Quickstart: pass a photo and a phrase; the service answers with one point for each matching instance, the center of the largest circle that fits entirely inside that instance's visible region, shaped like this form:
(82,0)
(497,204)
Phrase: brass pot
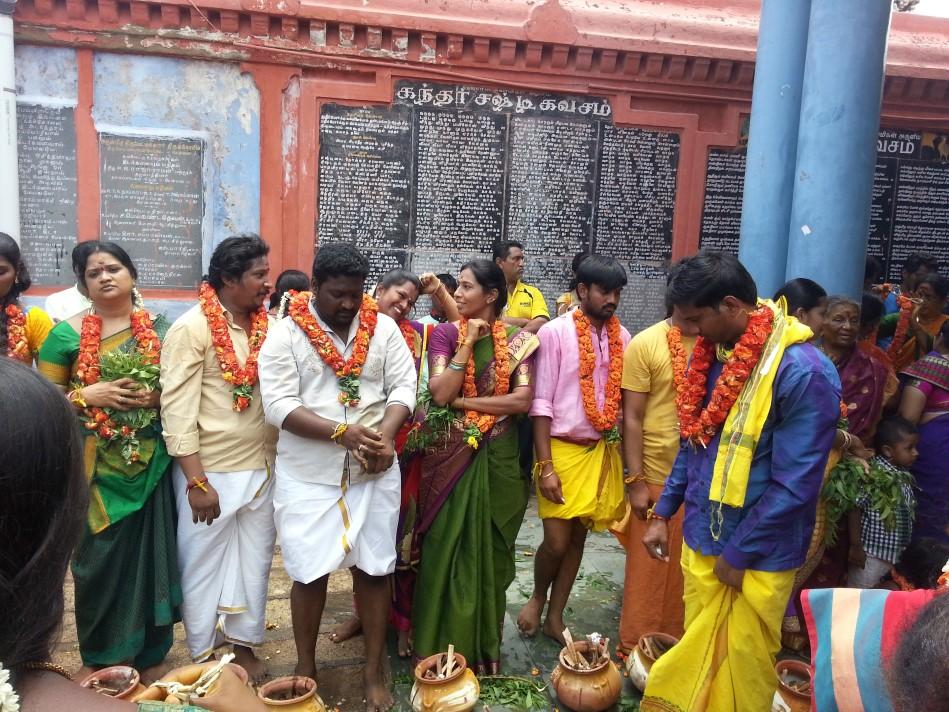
(457,692)
(592,690)
(640,660)
(291,694)
(793,700)
(119,681)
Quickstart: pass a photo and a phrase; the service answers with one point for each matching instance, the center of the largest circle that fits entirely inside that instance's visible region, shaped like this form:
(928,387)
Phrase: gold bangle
(338,433)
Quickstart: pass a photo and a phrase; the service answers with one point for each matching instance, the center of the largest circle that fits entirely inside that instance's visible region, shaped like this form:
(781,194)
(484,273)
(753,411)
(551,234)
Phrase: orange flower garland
(18,346)
(679,359)
(905,304)
(700,426)
(606,420)
(408,333)
(348,372)
(242,379)
(476,423)
(88,370)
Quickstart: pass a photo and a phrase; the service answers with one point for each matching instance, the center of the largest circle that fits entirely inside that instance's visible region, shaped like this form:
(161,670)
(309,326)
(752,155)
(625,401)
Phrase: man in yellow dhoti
(757,412)
(575,416)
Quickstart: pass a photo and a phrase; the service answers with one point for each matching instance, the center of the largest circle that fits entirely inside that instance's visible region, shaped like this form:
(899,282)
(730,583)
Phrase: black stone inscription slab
(636,194)
(46,142)
(721,211)
(152,203)
(365,159)
(459,179)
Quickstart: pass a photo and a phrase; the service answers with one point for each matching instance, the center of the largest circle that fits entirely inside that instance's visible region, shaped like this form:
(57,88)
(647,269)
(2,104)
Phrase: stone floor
(594,606)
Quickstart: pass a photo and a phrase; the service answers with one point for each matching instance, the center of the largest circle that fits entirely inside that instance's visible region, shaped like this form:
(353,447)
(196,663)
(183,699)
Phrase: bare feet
(155,672)
(554,630)
(405,644)
(256,669)
(347,630)
(528,620)
(378,696)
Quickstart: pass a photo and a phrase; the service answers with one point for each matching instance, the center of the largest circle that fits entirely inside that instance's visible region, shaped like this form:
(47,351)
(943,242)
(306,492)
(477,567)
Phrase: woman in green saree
(125,567)
(472,496)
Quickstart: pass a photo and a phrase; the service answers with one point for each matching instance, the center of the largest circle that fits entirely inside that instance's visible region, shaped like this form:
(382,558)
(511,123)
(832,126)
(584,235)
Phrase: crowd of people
(743,450)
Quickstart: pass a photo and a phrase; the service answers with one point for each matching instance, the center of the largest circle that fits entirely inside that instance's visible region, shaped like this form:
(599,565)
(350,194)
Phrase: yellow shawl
(746,419)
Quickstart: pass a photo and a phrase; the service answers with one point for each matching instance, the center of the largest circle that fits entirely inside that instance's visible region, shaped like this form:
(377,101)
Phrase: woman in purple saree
(926,402)
(472,495)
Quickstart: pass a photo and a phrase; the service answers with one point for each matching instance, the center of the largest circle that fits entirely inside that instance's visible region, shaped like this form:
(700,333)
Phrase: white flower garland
(9,700)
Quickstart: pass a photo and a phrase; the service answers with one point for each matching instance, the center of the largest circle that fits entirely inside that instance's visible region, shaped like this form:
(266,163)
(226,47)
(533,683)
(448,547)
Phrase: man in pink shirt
(576,418)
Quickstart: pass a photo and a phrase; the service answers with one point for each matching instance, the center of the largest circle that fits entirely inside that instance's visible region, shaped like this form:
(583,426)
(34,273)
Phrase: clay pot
(590,690)
(119,681)
(640,660)
(793,700)
(291,694)
(457,692)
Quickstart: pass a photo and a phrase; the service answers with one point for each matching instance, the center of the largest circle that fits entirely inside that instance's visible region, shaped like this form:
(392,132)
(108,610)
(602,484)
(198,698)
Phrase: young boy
(882,545)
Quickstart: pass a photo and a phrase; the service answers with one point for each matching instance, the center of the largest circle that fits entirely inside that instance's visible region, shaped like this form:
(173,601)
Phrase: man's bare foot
(554,630)
(528,620)
(378,696)
(256,668)
(405,644)
(85,671)
(347,630)
(152,673)
(306,668)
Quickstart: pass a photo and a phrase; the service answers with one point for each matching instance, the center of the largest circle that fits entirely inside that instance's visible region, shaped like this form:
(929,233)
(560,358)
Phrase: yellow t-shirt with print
(525,302)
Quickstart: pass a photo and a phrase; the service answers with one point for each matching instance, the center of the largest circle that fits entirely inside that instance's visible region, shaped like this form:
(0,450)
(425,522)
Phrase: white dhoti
(225,567)
(323,528)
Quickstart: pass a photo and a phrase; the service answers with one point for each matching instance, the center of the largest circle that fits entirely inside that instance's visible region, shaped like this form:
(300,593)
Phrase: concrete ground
(594,606)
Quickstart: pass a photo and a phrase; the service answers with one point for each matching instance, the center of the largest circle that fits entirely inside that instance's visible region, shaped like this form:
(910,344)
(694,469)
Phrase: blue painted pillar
(772,143)
(836,150)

## EXERCISE
Using the records above, output their complete text exactly, minus any images.

## SOLUTION FOR THIS EXERCISE
Quickstart: pass a photo and a phrase; the service answers with one point for each matching instance, the center of the largest circle that fits entirely inside that instance's visible region, shaped like this form:
(82,0)
(497,204)
Phrase: brass pot
(457,692)
(592,690)
(640,660)
(291,694)
(793,700)
(119,681)
Quickstart: pass a photo and a phrase; the service answers with one point for each matching instance, the center of the largest circle that fits entirely inside that instance's visible region, shaped like this form:
(928,387)
Phrase: gold bangle
(338,433)
Quickstart: pass a photo and a phrase; the service answers with one point for each matching instance, the center of the largest circle that fits entirely inside that instance's visible region, shaped like this form:
(781,194)
(484,273)
(753,411)
(551,234)
Phrase: orange flower garland
(18,346)
(679,359)
(905,304)
(700,426)
(606,420)
(408,333)
(348,372)
(242,379)
(476,423)
(88,370)
Quickstart: pass a photo and a phrase; the service answers with one point for each matching instance, the center of the largest circle that fits entirely inside that instance's visible region, shaped like this form:
(161,670)
(309,326)
(752,155)
(625,401)
Phrase: man in yellow dhoti
(757,412)
(575,416)
Quickstart: pass a photo and a phrase; the service answers with one point for each matching instance, the center of the largest circle that fits entirely inside that instance's visible region, shaped like this form:
(899,282)
(730,583)
Phrase: black stone inscription slab
(636,194)
(46,142)
(721,211)
(152,203)
(365,159)
(459,179)
Quickstart: pass a photo and a phrase; the service answers with one point for each matching instance, the center of the largest circle that fits entirely inside that instance's visible region, shaped like this form:
(57,88)
(647,269)
(2,104)
Phrase: stone floor
(594,606)
Quickstart: pass a photo and a phrase; the service answers with one point for each matching instance, the center of the largest circle that fits entirely inside that instance's visible region, shaped like this form:
(353,447)
(196,663)
(183,699)
Phrase: bare feet
(155,672)
(554,630)
(405,644)
(256,669)
(347,630)
(528,620)
(378,696)
Quickstart: pass a photo and a phrase; the service answers with one point for each matching instance, the center of the largest circle that fits entirely inside that instance's visible region, shaped like this form:
(47,351)
(943,242)
(306,492)
(477,567)
Phrase: woman in green saree
(125,567)
(472,496)
Quickstart: pass a photo and a phrase; the service answers with one point for each matching instance, the center of the largest circle that fits entirely inside that instance's visible region, shaped like this form:
(382,558)
(511,123)
(832,126)
(584,235)
Phrase: crowd of people
(743,450)
Quickstart: pass a photo and a phrase; the service answers with one point for each matching instance, the center of the largest circle that fits entirely inside that instance's visible region, shaped like this form:
(599,565)
(350,194)
Phrase: yellow shawl
(746,419)
Quickstart: pass a photo and a phrase; the service answers with one point for each matching instance, the center of the largest circle that fits entirely inside that instance's visible region, shaped like this form:
(377,101)
Phrase: woman in purple saree
(926,402)
(472,495)
Quickstart: pass a photo and a phrase; the service answers with one point for each matching instance, the center of the largest circle that fits entirely inside that instance's visible region, shaped like this form:
(700,333)
Phrase: white flower garland
(9,700)
Quickstart: pass a photo and a phrase; the service answers with one point for each matching instance, the center of the largest circle that fits entirely inside that instance's visible region, shaped like this form:
(266,163)
(226,47)
(533,683)
(448,547)
Phrase: man in pink shirt
(576,418)
Quickstart: pass a photo and a phrase; the service answers with one point for each matching instance, the center of the largest circle that fits entirely inside that instance's visible region, shaped like this form:
(583,426)
(34,273)
Phrase: clay pot
(590,690)
(119,681)
(640,660)
(793,700)
(291,694)
(457,692)
Quickstart: pass a photo and a phrase; the service answers with one point for each matching instance, the center of the largest circle that fits entirely inside that instance's visible region, shaped like this form:
(392,132)
(108,610)
(602,484)
(198,698)
Phrase: young boy
(882,545)
Quickstart: pass a photo and a phrase; the service answers with one point for each matching instance, the center of the largest circle that fits entirely inside that instance's visible region, shaped like this form:
(173,601)
Phrase: man's bare foot
(554,630)
(528,620)
(378,696)
(256,668)
(405,644)
(85,671)
(347,630)
(152,673)
(306,668)
Quickstart: pass a photo and a phrase; the service answers with one point for each matching instance, the center of the largest circle that fits entirely inside that instance's visible region, shaped like this form:
(929,233)
(560,358)
Phrase: yellow t-shirt with print
(525,302)
Quickstart: pass a photo and a phrase; the service answers with one point for each matching instance, the center of the largest circle that fits entirely inside that instance's visible region, shaped like this form:
(0,450)
(425,522)
Phrase: white dhoti
(225,567)
(323,528)
Quickstart: pass a photo and a phrase; the service answers with one point for each matching instance, the center of the largest circle that fits entirely inside that instance's visible region, shaped like this form:
(300,593)
Phrase: concrete ground
(594,606)
Quickstart: pass a photo and a phrase; the service answers with one point for each matching instance, the center of the largest circle that fits entirely inside that instance's visible region, shaped like this form:
(910,344)
(694,469)
Phrase: blue painted pillar
(772,143)
(836,150)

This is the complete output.